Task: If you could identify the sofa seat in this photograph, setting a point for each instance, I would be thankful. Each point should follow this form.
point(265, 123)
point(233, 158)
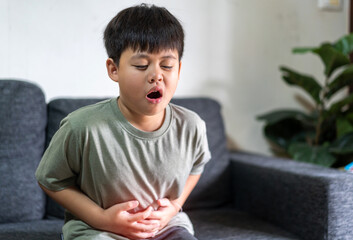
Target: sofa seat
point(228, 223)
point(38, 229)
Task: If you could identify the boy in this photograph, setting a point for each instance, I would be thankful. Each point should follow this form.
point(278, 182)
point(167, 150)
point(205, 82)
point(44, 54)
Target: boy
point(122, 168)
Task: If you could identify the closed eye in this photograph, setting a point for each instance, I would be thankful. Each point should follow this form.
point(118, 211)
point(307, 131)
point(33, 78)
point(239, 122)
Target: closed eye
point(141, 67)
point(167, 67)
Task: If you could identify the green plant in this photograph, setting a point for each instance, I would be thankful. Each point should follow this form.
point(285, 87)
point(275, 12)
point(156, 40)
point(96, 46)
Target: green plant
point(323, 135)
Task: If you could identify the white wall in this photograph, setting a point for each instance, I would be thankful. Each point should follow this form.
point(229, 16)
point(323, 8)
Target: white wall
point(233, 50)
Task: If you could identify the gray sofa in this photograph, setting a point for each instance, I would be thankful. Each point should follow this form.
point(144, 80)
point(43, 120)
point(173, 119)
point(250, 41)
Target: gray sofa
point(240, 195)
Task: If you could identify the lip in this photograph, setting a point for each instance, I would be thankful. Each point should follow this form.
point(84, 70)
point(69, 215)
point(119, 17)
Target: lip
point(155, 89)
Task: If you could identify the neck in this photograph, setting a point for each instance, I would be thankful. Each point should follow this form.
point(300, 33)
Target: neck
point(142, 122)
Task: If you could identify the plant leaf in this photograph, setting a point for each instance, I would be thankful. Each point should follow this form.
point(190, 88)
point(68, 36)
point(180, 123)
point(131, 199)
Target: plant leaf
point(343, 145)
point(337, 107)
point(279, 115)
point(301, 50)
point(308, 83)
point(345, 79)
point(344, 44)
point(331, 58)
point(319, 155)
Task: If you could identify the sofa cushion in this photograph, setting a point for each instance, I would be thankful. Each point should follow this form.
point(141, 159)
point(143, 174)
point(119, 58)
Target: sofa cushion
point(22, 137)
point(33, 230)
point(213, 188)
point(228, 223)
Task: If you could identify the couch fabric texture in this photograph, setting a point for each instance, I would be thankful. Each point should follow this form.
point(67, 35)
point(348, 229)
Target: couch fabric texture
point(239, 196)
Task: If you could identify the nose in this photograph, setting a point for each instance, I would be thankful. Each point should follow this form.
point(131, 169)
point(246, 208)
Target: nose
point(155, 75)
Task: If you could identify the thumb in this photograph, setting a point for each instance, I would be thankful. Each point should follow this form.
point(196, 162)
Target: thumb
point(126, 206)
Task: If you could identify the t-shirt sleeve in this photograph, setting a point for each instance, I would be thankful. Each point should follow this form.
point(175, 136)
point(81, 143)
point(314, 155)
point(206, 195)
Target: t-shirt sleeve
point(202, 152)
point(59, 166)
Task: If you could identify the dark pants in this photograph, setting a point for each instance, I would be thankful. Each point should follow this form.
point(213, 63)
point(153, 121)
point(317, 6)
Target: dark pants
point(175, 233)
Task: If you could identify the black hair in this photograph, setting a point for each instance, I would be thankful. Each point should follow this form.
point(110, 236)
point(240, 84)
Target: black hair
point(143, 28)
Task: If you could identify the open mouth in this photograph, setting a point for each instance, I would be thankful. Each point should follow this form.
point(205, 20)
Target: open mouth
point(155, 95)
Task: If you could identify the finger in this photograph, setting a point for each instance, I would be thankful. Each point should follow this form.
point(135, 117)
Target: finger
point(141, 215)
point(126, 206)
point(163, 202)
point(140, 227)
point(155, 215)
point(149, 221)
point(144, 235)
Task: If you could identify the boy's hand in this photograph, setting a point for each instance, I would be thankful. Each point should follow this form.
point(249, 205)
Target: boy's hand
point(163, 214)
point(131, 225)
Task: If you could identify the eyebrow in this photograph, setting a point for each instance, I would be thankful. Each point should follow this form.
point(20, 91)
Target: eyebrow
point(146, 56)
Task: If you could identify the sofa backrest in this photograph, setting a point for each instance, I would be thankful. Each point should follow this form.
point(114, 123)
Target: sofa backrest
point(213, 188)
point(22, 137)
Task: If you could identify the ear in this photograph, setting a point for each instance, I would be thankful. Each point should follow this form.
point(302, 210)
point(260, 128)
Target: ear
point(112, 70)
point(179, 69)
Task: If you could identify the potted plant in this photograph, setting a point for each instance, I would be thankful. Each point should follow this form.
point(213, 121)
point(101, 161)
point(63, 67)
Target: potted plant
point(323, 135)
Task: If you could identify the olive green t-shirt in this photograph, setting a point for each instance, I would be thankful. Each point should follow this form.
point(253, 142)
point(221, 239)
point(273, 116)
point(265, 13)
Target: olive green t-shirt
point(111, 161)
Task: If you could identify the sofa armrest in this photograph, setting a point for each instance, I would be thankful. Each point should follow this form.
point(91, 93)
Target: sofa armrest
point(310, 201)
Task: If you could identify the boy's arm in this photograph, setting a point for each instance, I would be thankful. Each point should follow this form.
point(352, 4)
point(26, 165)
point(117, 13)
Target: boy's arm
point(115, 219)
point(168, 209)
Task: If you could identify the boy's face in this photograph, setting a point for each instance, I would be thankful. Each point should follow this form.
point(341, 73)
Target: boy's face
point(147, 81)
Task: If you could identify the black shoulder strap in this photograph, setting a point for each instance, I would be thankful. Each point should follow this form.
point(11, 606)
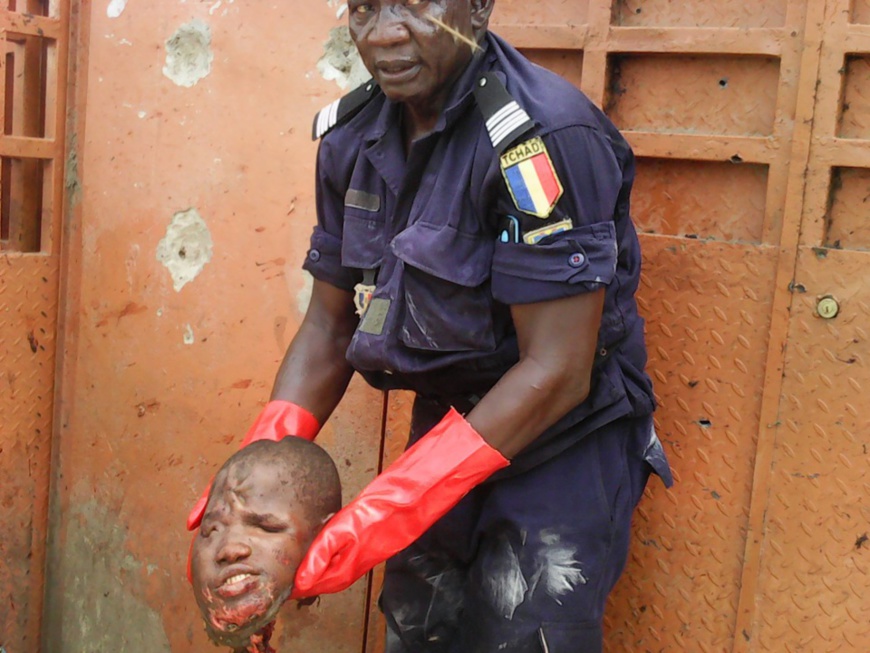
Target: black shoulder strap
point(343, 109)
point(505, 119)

Assignment :: The data needs to be reproduced exactly, please, apart from its pictures.

Solution to the problem ::
Task: If you could identify the sofa seat in this photograph, setting a point for each instance, I would be thankful. Each point should follow this form.
point(265, 123)
point(233, 158)
Target: sofa seat
point(228, 223)
point(38, 229)
Task: If you could identify the boy in this photograph, setting a point for each instance, I would be thankful. Each point should follow this form.
point(278, 182)
point(167, 150)
point(205, 82)
point(44, 54)
Target: boy
point(122, 168)
Task: If you could identify the closed eye in this photograph, setting a point for each instance, I would be thankful. Each point should follow this form.
point(118, 211)
point(307, 131)
point(33, 78)
point(239, 122)
Target: closed eye
point(141, 67)
point(167, 67)
Task: If you could identify the green plant in this photograph, setting a point for each instance, I would be thankful. Each point should follow this form.
point(285, 87)
point(275, 12)
point(156, 40)
point(96, 46)
Target: green plant
point(323, 135)
Task: If you could identify the white wall in this photograph, setting a point for each instance, I would be thankful. Each point should follow this form.
point(229, 16)
point(323, 8)
Target: white wall
point(233, 50)
Task: If you could identify the gray sofa in this photograph, setting a point for each instance, I would be thankful. Each point should follow this form.
point(144, 80)
point(43, 120)
point(173, 119)
point(250, 41)
Target: gray sofa
point(240, 195)
Task: If you could identify the lip in this photograph, setting a point for each instance, I would be thankful. Each point should follow this form.
point(84, 70)
point(69, 215)
point(119, 17)
Target: lip
point(155, 89)
Task: If you could identify the neck in this photograph, setting a point for each instance, I would be thankful. Each point should follow this form.
point(300, 33)
Target: neck
point(142, 122)
Task: If you could identify the plant leaf in this photograph, setting a point for each instance, I would be thankful. Each point should follow this form.
point(190, 88)
point(68, 36)
point(180, 123)
point(131, 199)
Target: plant leaf
point(343, 145)
point(337, 107)
point(279, 115)
point(301, 50)
point(308, 83)
point(345, 79)
point(344, 44)
point(331, 58)
point(319, 155)
Task: If you could identify the sofa cushion in this photograph, setting a point for each instance, I would be thankful. Each point should follow this form.
point(141, 159)
point(143, 174)
point(119, 58)
Target: sofa cushion
point(22, 137)
point(33, 230)
point(213, 188)
point(228, 223)
Task: If you could identify the couch fabric texture in this photograph, setting a point for each instance, I would be thankful. Each point should follow this form.
point(67, 35)
point(348, 229)
Target: couch fabric texture
point(239, 196)
Task: If you could identify the nose in this photograph, setting a point for each instance, I would be thankful. Each point should follow this form.
point(131, 169)
point(246, 208)
Target: nose
point(155, 75)
Task: If you could identify the thumb in this photograph, setting a point for each instance, I would be thankful. Each point should follow this form.
point(196, 162)
Target: thumb
point(126, 206)
Task: If you could identify the t-shirt sleeve in this photograph, setting a point for each instance, I would be thankful. Each point should follow this form.
point(175, 136)
point(81, 143)
point(314, 155)
point(206, 195)
Target: t-shirt sleeve
point(202, 152)
point(59, 166)
Task: If you could identify the dark pants in this photograph, setting a point for each instance, I would be thankful. Each point should follow this form.
point(213, 63)
point(153, 121)
point(317, 6)
Target: dark pants
point(175, 233)
Task: If you could identify the black hair in this photograph, setting a point for each instance, I would be thankful. Each point should follow this form.
point(110, 236)
point(240, 84)
Target: black hair
point(143, 28)
Task: If you could identify the open mouth in this photograph, setting a point for each instance, I would be thankful. Each point should follow this form.
point(205, 20)
Target: open mouth
point(155, 95)
Task: If you could identify the finger in this photograph, setting a point for each instance, I would be thankful. Each point should follow this form.
point(135, 117)
Target: finger
point(141, 215)
point(126, 206)
point(163, 202)
point(140, 227)
point(155, 215)
point(149, 221)
point(144, 235)
Task: If you could identify the boy's hand in this photograph, setting a point for each instance, I would be thankful. Each point should follow this form.
point(249, 205)
Target: boy's hand
point(163, 214)
point(131, 225)
Task: If you could identify the eyebrow in this photograph, setting a point for each instance, I would be thankful. Each point should follow this form.
point(20, 91)
Target: eyebrow
point(146, 56)
Task: If you could identify the sofa backrest in this photograph, setting a point for each instance, I would be thankful. Each point should follow this form.
point(114, 123)
Target: sofa backrest
point(213, 188)
point(22, 137)
Task: If you could identify the ear in this photograph, setting a point for each instance, I would be thankful. Each point should follow this form.
point(302, 210)
point(260, 128)
Target: ear
point(112, 70)
point(179, 69)
Task: If you could identify the potted plant in this photograph, setting a point for each instance, I would be thankful. Each point should follow this form.
point(213, 121)
point(101, 161)
point(63, 67)
Target: potted plant
point(323, 135)
Task: If you could identify the olive green t-shirt in this photograph, setting a point for each instance, I would be thankful. Each point should follow this form.
point(253, 142)
point(221, 239)
point(273, 116)
point(265, 13)
Target: olive green t-shirt
point(111, 161)
Task: If you could identify the sofa armrest in this photograph, setting a point for each instance, I would be thankful. Each point should follow this form.
point(91, 93)
Target: sofa armrest
point(310, 201)
Task: If you could identify the boy's arm in this photograph, setting a point for each instance, I would be thankful. Each point should follow this form.
point(352, 4)
point(26, 165)
point(117, 13)
Target: boy's arm
point(115, 219)
point(168, 209)
Task: If you could identify the boy's face in this photograph, setting a point for each instance, I would be thankful. Each point should follow this form.
point(341, 73)
Target: boy's face
point(147, 81)
Task: If you could identify the black shoulder strap in this photograph, setting a point for each instance, I would be thankful. Each point should follow this form.
point(11, 606)
Target: black shoulder strap
point(343, 109)
point(505, 119)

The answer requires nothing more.